## Given task
How many lines in the listing below contain the string "brown"? Reply with the number alone.

## Available data

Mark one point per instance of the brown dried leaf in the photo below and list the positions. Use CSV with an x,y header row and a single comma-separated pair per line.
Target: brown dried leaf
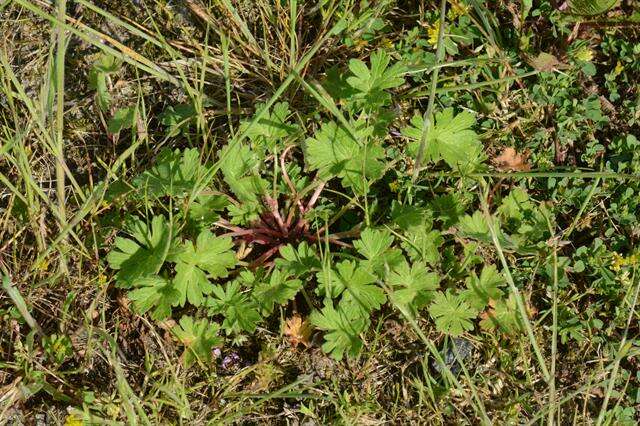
x,y
297,330
546,62
510,160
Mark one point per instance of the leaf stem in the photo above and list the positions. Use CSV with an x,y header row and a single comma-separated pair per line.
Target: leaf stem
x,y
518,296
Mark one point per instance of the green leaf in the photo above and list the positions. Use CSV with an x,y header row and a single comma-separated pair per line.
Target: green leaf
x,y
451,139
373,243
503,315
335,153
477,228
210,254
278,291
423,244
412,286
122,119
240,313
406,216
174,173
298,261
105,65
451,313
144,254
272,127
371,83
375,246
448,209
204,210
154,292
342,329
522,216
361,291
178,118
241,172
483,289
199,338
590,7
98,82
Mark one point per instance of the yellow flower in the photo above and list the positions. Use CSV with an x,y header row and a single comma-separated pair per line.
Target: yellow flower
x,y
458,8
617,262
102,279
433,31
72,420
43,265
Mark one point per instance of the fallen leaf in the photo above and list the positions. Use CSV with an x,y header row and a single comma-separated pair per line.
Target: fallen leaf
x,y
297,330
509,159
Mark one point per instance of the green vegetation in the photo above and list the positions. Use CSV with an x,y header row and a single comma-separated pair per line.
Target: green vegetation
x,y
330,212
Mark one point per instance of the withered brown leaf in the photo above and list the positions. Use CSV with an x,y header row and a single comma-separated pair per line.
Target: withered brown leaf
x,y
510,160
297,330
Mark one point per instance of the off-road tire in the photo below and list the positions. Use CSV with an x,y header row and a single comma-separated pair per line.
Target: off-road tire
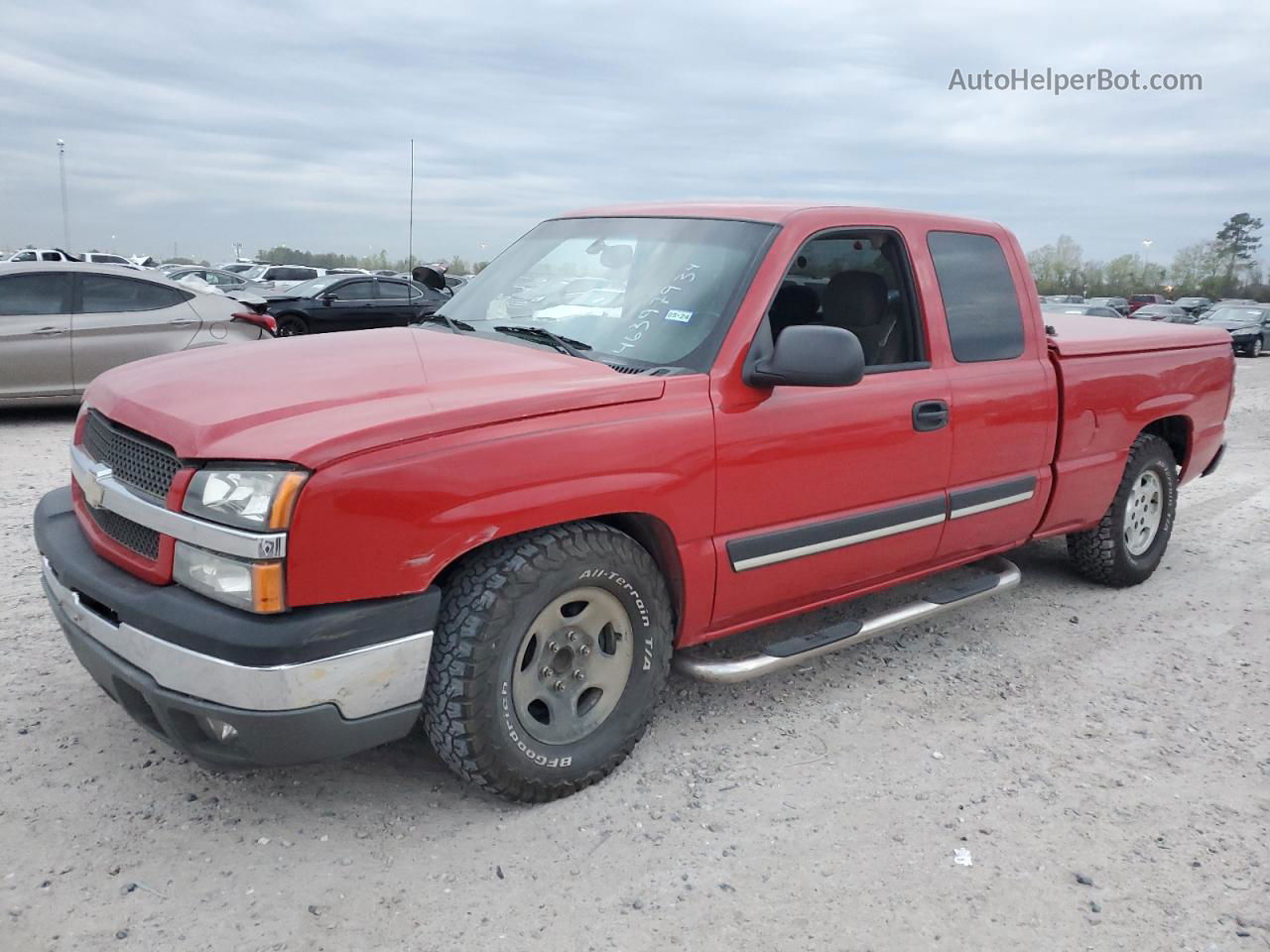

## Solution for this problem
4